Task instructions =
Copy all lines below exactly as written. Leave pictures out.

[Referring expression pointing data]

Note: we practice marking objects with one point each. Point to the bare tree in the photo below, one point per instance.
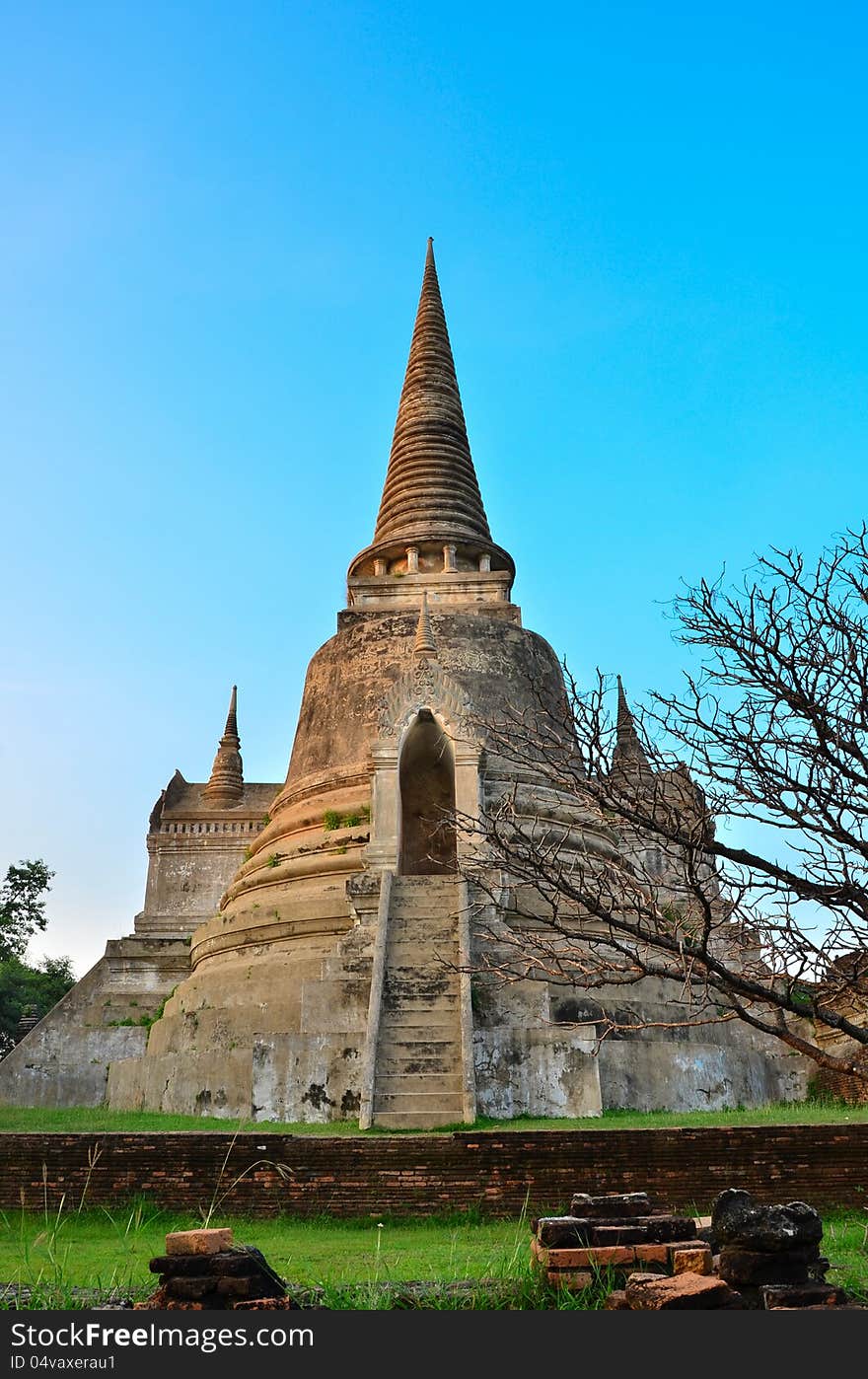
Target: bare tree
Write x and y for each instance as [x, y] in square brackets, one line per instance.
[716, 841]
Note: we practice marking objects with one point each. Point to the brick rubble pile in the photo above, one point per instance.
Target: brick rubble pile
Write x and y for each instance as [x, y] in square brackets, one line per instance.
[203, 1270]
[768, 1257]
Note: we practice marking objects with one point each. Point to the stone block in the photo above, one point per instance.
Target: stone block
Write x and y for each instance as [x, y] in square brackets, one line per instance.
[562, 1232]
[266, 1305]
[236, 1264]
[617, 1301]
[612, 1205]
[739, 1219]
[664, 1229]
[802, 1295]
[754, 1268]
[573, 1278]
[228, 1287]
[684, 1292]
[652, 1254]
[197, 1241]
[694, 1261]
[192, 1289]
[594, 1258]
[618, 1234]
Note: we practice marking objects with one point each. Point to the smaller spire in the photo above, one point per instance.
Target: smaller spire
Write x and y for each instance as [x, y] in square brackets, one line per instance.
[227, 782]
[628, 745]
[232, 723]
[424, 644]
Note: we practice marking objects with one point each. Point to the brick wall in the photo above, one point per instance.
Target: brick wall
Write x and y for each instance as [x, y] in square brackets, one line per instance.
[418, 1174]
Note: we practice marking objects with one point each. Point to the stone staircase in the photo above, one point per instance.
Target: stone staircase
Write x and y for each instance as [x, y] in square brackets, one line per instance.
[417, 1080]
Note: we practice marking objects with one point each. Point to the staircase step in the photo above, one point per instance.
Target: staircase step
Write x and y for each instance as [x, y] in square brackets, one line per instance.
[417, 1018]
[438, 1046]
[415, 1120]
[417, 1084]
[414, 1064]
[446, 1105]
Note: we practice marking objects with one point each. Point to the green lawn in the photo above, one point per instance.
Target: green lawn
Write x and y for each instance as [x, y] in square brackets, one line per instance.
[54, 1254]
[110, 1250]
[37, 1120]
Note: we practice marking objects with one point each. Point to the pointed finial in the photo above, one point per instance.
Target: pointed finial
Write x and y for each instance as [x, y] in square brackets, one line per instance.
[232, 724]
[628, 745]
[424, 644]
[431, 482]
[227, 782]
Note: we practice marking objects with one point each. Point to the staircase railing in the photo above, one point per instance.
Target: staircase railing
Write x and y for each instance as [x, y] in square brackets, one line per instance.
[374, 1005]
[466, 1000]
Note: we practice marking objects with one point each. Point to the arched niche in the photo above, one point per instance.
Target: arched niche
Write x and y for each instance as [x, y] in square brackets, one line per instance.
[427, 794]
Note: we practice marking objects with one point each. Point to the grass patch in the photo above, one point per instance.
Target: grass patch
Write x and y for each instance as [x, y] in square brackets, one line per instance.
[352, 1264]
[86, 1120]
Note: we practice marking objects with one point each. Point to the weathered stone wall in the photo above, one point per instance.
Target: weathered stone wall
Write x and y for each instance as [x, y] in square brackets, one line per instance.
[498, 1172]
[64, 1060]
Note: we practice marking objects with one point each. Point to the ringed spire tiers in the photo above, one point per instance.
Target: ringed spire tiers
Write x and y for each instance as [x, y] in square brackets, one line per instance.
[431, 523]
[628, 752]
[227, 782]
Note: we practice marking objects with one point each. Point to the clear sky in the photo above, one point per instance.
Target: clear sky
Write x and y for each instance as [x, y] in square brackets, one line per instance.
[650, 225]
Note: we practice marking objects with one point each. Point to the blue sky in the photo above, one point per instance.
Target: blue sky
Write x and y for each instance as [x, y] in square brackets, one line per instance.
[650, 224]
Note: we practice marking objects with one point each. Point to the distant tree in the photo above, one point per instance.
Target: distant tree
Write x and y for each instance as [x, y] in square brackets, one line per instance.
[766, 924]
[30, 990]
[23, 907]
[24, 989]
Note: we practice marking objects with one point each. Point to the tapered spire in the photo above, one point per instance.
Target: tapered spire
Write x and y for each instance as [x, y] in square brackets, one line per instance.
[628, 751]
[424, 644]
[227, 783]
[431, 485]
[232, 723]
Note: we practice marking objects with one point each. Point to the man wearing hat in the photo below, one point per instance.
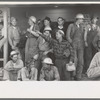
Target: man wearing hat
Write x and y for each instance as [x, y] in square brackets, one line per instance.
[48, 71]
[44, 46]
[31, 47]
[91, 38]
[63, 53]
[29, 72]
[93, 71]
[12, 66]
[46, 24]
[75, 35]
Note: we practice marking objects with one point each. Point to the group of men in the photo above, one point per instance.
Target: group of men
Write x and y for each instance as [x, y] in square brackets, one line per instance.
[50, 51]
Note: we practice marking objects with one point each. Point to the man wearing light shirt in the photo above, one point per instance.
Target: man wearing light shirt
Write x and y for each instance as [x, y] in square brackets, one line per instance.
[12, 67]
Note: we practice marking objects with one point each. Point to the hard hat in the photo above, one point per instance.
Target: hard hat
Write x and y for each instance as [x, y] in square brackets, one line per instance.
[47, 29]
[47, 61]
[14, 53]
[33, 19]
[79, 16]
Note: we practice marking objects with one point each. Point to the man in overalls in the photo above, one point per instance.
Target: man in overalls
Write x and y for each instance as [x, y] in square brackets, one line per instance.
[75, 35]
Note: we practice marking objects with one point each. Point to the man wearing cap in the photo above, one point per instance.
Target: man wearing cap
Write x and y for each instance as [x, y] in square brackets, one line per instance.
[63, 53]
[29, 72]
[12, 66]
[44, 46]
[31, 47]
[91, 38]
[61, 26]
[75, 35]
[46, 24]
[48, 71]
[93, 71]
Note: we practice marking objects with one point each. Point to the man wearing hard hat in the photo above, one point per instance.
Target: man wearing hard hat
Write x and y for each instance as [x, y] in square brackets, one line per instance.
[75, 35]
[48, 71]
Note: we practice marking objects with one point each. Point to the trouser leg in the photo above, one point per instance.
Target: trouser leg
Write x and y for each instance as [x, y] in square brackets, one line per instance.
[80, 63]
[61, 65]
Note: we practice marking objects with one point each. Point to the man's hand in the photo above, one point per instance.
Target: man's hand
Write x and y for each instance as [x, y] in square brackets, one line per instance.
[45, 53]
[70, 63]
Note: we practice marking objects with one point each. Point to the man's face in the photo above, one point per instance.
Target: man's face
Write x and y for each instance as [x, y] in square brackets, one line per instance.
[15, 58]
[60, 21]
[46, 65]
[80, 20]
[30, 22]
[14, 22]
[58, 35]
[46, 22]
[46, 33]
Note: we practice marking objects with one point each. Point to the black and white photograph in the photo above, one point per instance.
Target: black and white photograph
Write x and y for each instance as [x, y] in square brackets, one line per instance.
[50, 42]
[45, 46]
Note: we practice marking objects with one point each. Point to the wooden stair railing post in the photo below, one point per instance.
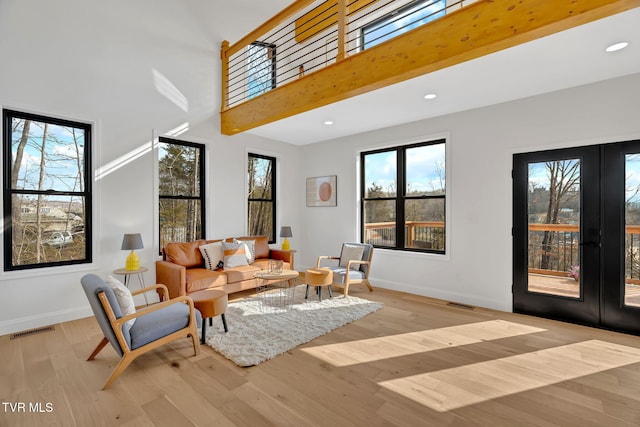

Your response =
Note: we practice marking objects with one point each. Point to the bare tree in the photo below, one point per instance.
Target: bare tree
Write x and y for each instance as [x, y] in square brackets, one line per instance.
[716, 841]
Note: we practice marking objects with one point each. Point to the brick rubble pile in the photo above, one point per instance.
Target: brick rubble pile
Write x and y for each instance as [x, y] in square brackets, one line per instance.
[203, 1270]
[768, 1257]
Note: we practice marking objects with one point each. Point to the stone block in the photo above, one point per instance.
Target: stone block
Write x and y for each instance as [x, y] in square brackets, one line per instance.
[562, 1232]
[266, 1305]
[236, 1264]
[617, 1301]
[612, 1205]
[739, 1219]
[664, 1229]
[802, 1295]
[754, 1268]
[573, 1278]
[228, 1287]
[684, 1292]
[652, 1254]
[197, 1241]
[694, 1261]
[192, 1289]
[594, 1258]
[618, 1234]
Note: we practice marking objects with one point each. Point to the smaller spire in the photo above, one point per instance.
Target: smaller spire
Write x and y for each instance as [x, y] in square brackets, one line per instance.
[227, 782]
[628, 745]
[232, 723]
[424, 644]
Note: we practice marking objects with one point each. Point to the brick wall in the photo above, one point per instance.
Target: brick wall
Write x and y for each instance as [x, y] in square brackets, one line per instance.
[418, 1174]
Note: we practice marking objects with one point each. Point to the stone staircase in the photo above, one point per instance.
Target: stone staircase
Write x and y for each instance as [x, y] in square brackets, one line per instance.
[417, 1080]
Note: we practice marking objects with one point each. Point to the staircase step in the photo above, one point per instance.
Target: staircase step
Write x and y for each instance as [x, y] in square brackets, one line per instance.
[417, 1018]
[438, 1046]
[415, 1120]
[417, 1084]
[414, 1064]
[446, 1105]
Note: we practice marking objects with one point each. Point to the green lawn in the photo above, one point per instance.
Target: green lawn
Write x and y for each instance as [x, y] in square brackets, one line per instance.
[54, 1254]
[110, 1250]
[37, 1120]
Note: we practice marking objects with one point each. Point to the pointed finial in the photo above, one point per instance.
Target: pointed finial
Write x and y for each instance as [x, y] in square brackets, one line per instance.
[232, 724]
[628, 745]
[424, 644]
[431, 482]
[227, 782]
Note: we practice marking objects with one point each. Point to the staircase railing in the photo above, one point per instance.
Target: staircase railing
Write x and y for each instance as [x, y] in square brackets, one line per instance.
[374, 1005]
[466, 1000]
Note: we practice marking objects with one point each. Point to the arched niche in the photo above, one point per instance.
Target: arched niche
Write x and y for each instance as [x, y] in square brackets, one line per instance.
[427, 794]
Note: we practice marking objects with one point each. Point to the grass patch in the photo above, one point per instance.
Target: grass patch
Write x and y for each instance as [x, y] in square brackets, one line per instance.
[352, 1264]
[86, 1120]
Note: we practice marking objects with one point each. Point to the weathered stone wall in the photo above, one point per instance.
Target: weathered stone wall
Write x and y for each instance as [x, y] in square brackets, one line per instance.
[498, 1172]
[64, 1060]
Note: we practice marking objects with one point each. Point to the ringed spire tiers in the photo above, one point per instance.
Target: ringed spire tiers
Write x and y for each instance as [x, y] in square brackets, one line per instance.
[431, 523]
[628, 752]
[227, 782]
Note: we practice marking objects with one point each. Point to the clear sky in the photo above, one point per instance.
Target: clear sky
Write x and y for each instance as [x, y] in square brackets, one line per instance.
[650, 225]
Note: we practice marking objects with one point each. Point to the blue sky in the photo above, one point per instance.
Target: blue sky
Write x and y for each instance as [x, y] in square brackets, one line per instance.
[650, 224]
Note: we practice marking objects with one point each. Point to the distant tree in the photo above, one point per instance.
Target: distant tree
Write x and y for each instance as [x, y] in square brackets, one line per instance.
[766, 924]
[30, 990]
[23, 907]
[24, 989]
Note: we practice marking objects with one point each. Point to the tapered spire in the photo above, one point per instance.
Target: tapered spire
Write x and y for each instance as [x, y] in square brackets, one line per instance.
[628, 751]
[424, 644]
[227, 783]
[431, 485]
[232, 723]
Note: we practice marking objects with one point each. Point to the man wearing hat in the photo below, one point per instance.
Target: man wearing hat
Write x and y for each instance as [x, y] in square brackets, one line per instance.
[48, 71]
[44, 46]
[31, 47]
[91, 38]
[63, 53]
[29, 72]
[93, 71]
[12, 66]
[46, 24]
[75, 35]
Note: we practice marking objects with one point each. Point to the group of men in the photo above, one point per instance.
Target: group of men
Write x and y for each instance as [x, y] in square brackets, one line per instance.
[50, 51]
Note: we practice marking objects with one point each. Point to the man wearing light shirt in the photo above, one point per instance.
Target: man wearing light shirt
Write x and y for each instance as [x, y] in square brackets, one line per instance.
[12, 67]
Note: we practice marking objects with one point each. Point to the hard hat in the photo above, one point per instance.
Target: hard hat
Write x and y for each instance as [x, y] in square brackets, one line per instance.
[47, 29]
[47, 61]
[14, 53]
[33, 19]
[79, 16]
Note: we practice marking objects with one point each. Point to the man in overalls in the photo above, one point per instance.
Target: man in overalls
Write x and y for each instance as [x, y] in square brackets, one line per instance.
[75, 35]
Note: we practice marking objects with one point each. Point to the man wearing cap in the photo above, one point per instance.
Target: man wearing cap
Write x and y for each instance as [x, y] in square brackets, one line per instance.
[63, 53]
[29, 72]
[12, 66]
[44, 46]
[31, 47]
[91, 38]
[61, 26]
[75, 35]
[46, 24]
[48, 71]
[93, 71]
Note: we practice marking objects with one point each. Point to the man wearing hard hat in the photo above, one point per instance.
Target: man wearing hard hat
Write x and y for each instance as [x, y] in square brackets, one line per instance.
[75, 35]
[48, 71]
Note: we practice marking objects with one point each. Point to the trouser leg in the photo above, one point per instance.
Target: trouser leg
Write x and y for each instance as [x, y] in square brackets, one line per instance.
[80, 63]
[61, 65]
Note: we practice marking objects with one point each. Point to the man's hand in the photo above, one point per instance.
Target: man's hand
Write x and y for each instance as [x, y] in square brackets, one line per instance.
[45, 53]
[70, 63]
Note: we practice marking objects with one point each. Point to the man's face in the photo above, one point per instance.
Target: man's face
Write x and y for each instance as [x, y] in square brackets, one line per instance.
[15, 58]
[60, 21]
[46, 65]
[80, 20]
[30, 22]
[14, 22]
[58, 35]
[46, 22]
[46, 33]
Note: we practice marking objects with one point each. Point to the black and white photograph in the photo above, one point per instance.
Target: black and white photograph
Write x and y for each instance as [x, y] in square brackets, one line per instance.
[50, 42]
[45, 46]
Note: we practice marking objects with one point each. Point to the wooden stair railing post in the photo below, one point per instance.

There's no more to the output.